*INSTRUCTION:* Copy out all the records below with "signal-timing desk" swapped for "traffic operations desk" and nothing else changed. Leave the pictures out of your copy.

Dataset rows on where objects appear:
=====

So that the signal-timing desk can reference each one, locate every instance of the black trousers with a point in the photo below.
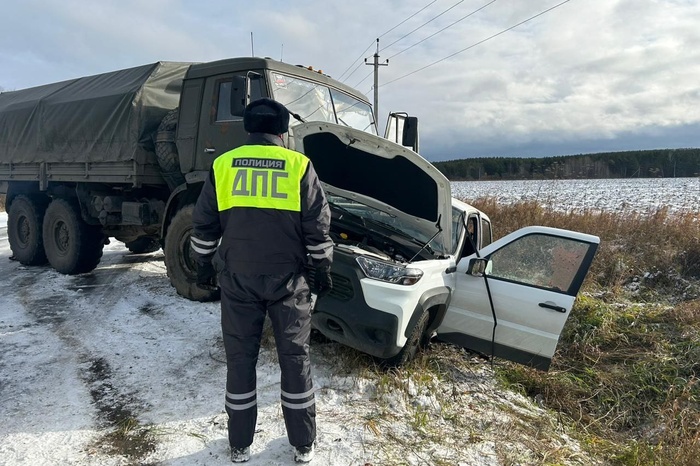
(245, 300)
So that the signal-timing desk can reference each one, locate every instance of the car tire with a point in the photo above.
(72, 246)
(180, 261)
(24, 230)
(413, 344)
(143, 245)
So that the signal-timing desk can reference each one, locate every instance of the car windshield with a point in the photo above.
(368, 216)
(316, 102)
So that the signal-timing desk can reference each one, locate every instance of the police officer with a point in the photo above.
(266, 206)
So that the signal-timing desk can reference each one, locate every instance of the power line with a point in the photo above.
(361, 55)
(363, 79)
(475, 44)
(414, 14)
(424, 24)
(353, 71)
(441, 30)
(372, 43)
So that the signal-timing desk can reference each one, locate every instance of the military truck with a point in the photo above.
(124, 154)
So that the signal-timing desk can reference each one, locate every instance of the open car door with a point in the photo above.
(513, 298)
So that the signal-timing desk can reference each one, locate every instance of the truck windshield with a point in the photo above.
(316, 102)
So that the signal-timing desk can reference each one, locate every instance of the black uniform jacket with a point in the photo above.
(262, 241)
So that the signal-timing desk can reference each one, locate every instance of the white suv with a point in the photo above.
(410, 262)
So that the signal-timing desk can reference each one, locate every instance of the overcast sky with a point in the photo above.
(586, 76)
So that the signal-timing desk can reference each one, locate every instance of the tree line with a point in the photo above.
(658, 163)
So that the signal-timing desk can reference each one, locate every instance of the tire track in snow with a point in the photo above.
(72, 308)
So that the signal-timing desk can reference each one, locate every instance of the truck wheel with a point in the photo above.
(143, 245)
(24, 230)
(166, 150)
(180, 261)
(413, 344)
(72, 246)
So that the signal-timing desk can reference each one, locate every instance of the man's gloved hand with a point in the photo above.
(206, 276)
(322, 281)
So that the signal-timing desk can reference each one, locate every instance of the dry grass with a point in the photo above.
(628, 367)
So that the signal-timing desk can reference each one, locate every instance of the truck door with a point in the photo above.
(516, 308)
(220, 130)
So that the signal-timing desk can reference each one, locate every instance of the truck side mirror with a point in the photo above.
(241, 92)
(477, 267)
(409, 138)
(402, 129)
(239, 95)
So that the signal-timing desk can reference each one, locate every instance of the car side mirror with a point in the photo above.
(477, 267)
(409, 138)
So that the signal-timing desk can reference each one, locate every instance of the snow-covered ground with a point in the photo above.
(624, 195)
(82, 355)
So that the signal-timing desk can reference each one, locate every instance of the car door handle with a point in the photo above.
(554, 307)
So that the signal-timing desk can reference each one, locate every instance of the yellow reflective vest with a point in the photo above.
(261, 176)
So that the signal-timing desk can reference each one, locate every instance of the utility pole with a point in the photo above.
(376, 65)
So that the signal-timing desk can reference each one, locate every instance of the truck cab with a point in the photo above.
(209, 122)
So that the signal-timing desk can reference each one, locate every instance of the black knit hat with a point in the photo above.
(266, 116)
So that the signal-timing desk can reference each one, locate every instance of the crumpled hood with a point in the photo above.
(379, 173)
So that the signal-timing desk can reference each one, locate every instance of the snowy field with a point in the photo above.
(80, 353)
(623, 195)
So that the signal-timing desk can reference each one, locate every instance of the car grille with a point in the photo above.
(342, 286)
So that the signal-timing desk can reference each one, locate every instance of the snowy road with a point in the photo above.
(116, 350)
(82, 355)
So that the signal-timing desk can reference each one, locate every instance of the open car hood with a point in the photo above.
(379, 173)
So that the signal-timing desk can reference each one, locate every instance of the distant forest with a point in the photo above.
(661, 163)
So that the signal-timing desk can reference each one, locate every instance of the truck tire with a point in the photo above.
(143, 245)
(180, 261)
(72, 246)
(24, 230)
(413, 343)
(166, 150)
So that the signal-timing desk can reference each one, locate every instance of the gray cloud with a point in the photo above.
(595, 75)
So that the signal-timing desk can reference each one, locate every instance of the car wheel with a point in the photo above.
(413, 343)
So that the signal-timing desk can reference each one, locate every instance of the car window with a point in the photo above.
(540, 260)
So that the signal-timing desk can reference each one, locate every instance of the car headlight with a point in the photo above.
(388, 272)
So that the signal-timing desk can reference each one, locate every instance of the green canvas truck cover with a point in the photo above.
(110, 117)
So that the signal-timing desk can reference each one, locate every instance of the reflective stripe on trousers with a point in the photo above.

=====

*OUTPUT FOR THIS TASK:*
So that the traffic operations desk can reference each one, locate every instance of the black trousers with a point in the photo below.
(245, 300)
So that the traffic operations desk can reference each one, locate every instance of the car tire with a point in the photo above.
(72, 246)
(180, 261)
(24, 230)
(413, 344)
(143, 245)
So that the traffic operations desk can reference each one, locate every instance of the car windshield with a point in the photo above.
(368, 216)
(316, 102)
So that the traffic operations desk can reference each one, locate every instance of the police officer with a point in the photo above.
(266, 206)
So that the traffic operations desk can reference each one, locate every instance of the power line with a point in the photo above.
(361, 55)
(363, 79)
(475, 44)
(414, 14)
(424, 24)
(353, 71)
(441, 30)
(372, 43)
So that the traffic operations desk can reference each one, locate every instance of the military truck with a point in the photo above.
(124, 154)
So that the traffic operations desk can reference each one, locate every instance of the open car door with a point in the photo above.
(513, 298)
So that the traffic operations desk can reference each one, locate every instance of the truck windshield with a point in the photo above.
(316, 102)
So that the traffic operations desk can reference each one, locate every instance of the black uniform jacket with a point in the photo above.
(262, 241)
So that the traffic operations desk can reference each one, locate every instance of the white suv with a point in the photo above.
(410, 262)
So that the traffic operations desk can reference each one, locate every instance of the overcast sky with a point in the photo above.
(586, 76)
So that the traffic operations desk can reference each one, locate every instance of the tree line with a point in the photo above.
(658, 163)
So that the traffic operations desk can reference each one, locate every instance of the tire track in snow with a point in the photo above.
(72, 308)
So that the traffic operations desk can reference each one, locate every instance of the truck wheel with a point in the photo above.
(143, 245)
(24, 230)
(166, 150)
(180, 261)
(413, 344)
(72, 246)
So that the traffic operations desk can reference each one, locate every instance of the man's gloved hand with a point in the photo above.
(206, 276)
(322, 281)
So that the traffic operations desk can reference each one, locate every instance of the dry grass with a point in the photo above.
(628, 367)
So that the traffic operations desk can reference each one, locate every instance of the truck door with a point in the photo above.
(516, 308)
(220, 130)
So that the traffic operations desk can reference each one, locate every instance of the truck side mirror with a point in the photo above.
(241, 92)
(477, 267)
(409, 138)
(402, 129)
(239, 95)
So that the traffic operations desk can reference each one, locate every instance of the car side mirror with a point in the photo above.
(477, 267)
(409, 138)
So that the traffic operations desk can reference each one, locate every instance of the snow-covered ground with a point in the photo above.
(624, 195)
(82, 355)
So that the traffic operations desk can reference each one, locate every instance of the car door handle with a point in the photo above.
(554, 307)
So that the traffic operations desk can reference each one, locate every instance of the yellow reflective vest with a point in the photo above.
(261, 176)
So that the traffic operations desk can reference each one, locate every instance of the utility pole with a point in the photo above.
(376, 65)
So that the traffic operations desk can reference each one, locate every instance of the truck cab with a point in the photo above.
(209, 122)
So that the traffic operations desk can reference each one, locate every instance of the black knit hat with a point in the photo above.
(266, 116)
So that the traffic operations desk can reference each one, locate every instance of the crumpled hood with a point in the photo above.
(379, 173)
So that the traffic operations desk can reference each one, locate every instance of the snowy field with a point in the photo above.
(80, 353)
(623, 195)
So that the traffic operations desk can reference each one, locate every instance of the car grille with a point in the photo above.
(342, 286)
So that the traffic operations desk can reference each one, locate every instance of the snowy road with a point in the photo above.
(116, 350)
(82, 355)
So that the traffic operations desk can reference each one, locate every instance of the open car hood with a point in the photo above.
(379, 173)
So that the traffic operations desk can reference each one, locate every instance of the distant forest with a point in the photo above.
(661, 163)
So that the traffic operations desk can reference each one, locate every instance of the truck tire with a point in the photo above.
(143, 245)
(180, 261)
(72, 246)
(24, 230)
(413, 343)
(166, 150)
So that the traffic operations desk can reference each one, locate every instance of the gray cloud with a point in the photo above.
(595, 75)
So that the traffic operations desk can reference each one, locate every instance of the car wheel with a point in the photo above.
(413, 343)
So that the traffic operations desk can reference each one, locate every instance of the car window with a point in the photo above.
(540, 260)
So that the traffic operations desk can reference each one, locate every instance of the car headlight with a point in the photo above.
(388, 272)
So that the traffic operations desk can reference each one, locate every instance of the green canvas truck cover with a point in the photo above.
(110, 117)
So that the traffic operations desk can reference each one, locate every instance of the reflective stripe on trousers with a point in the photo above.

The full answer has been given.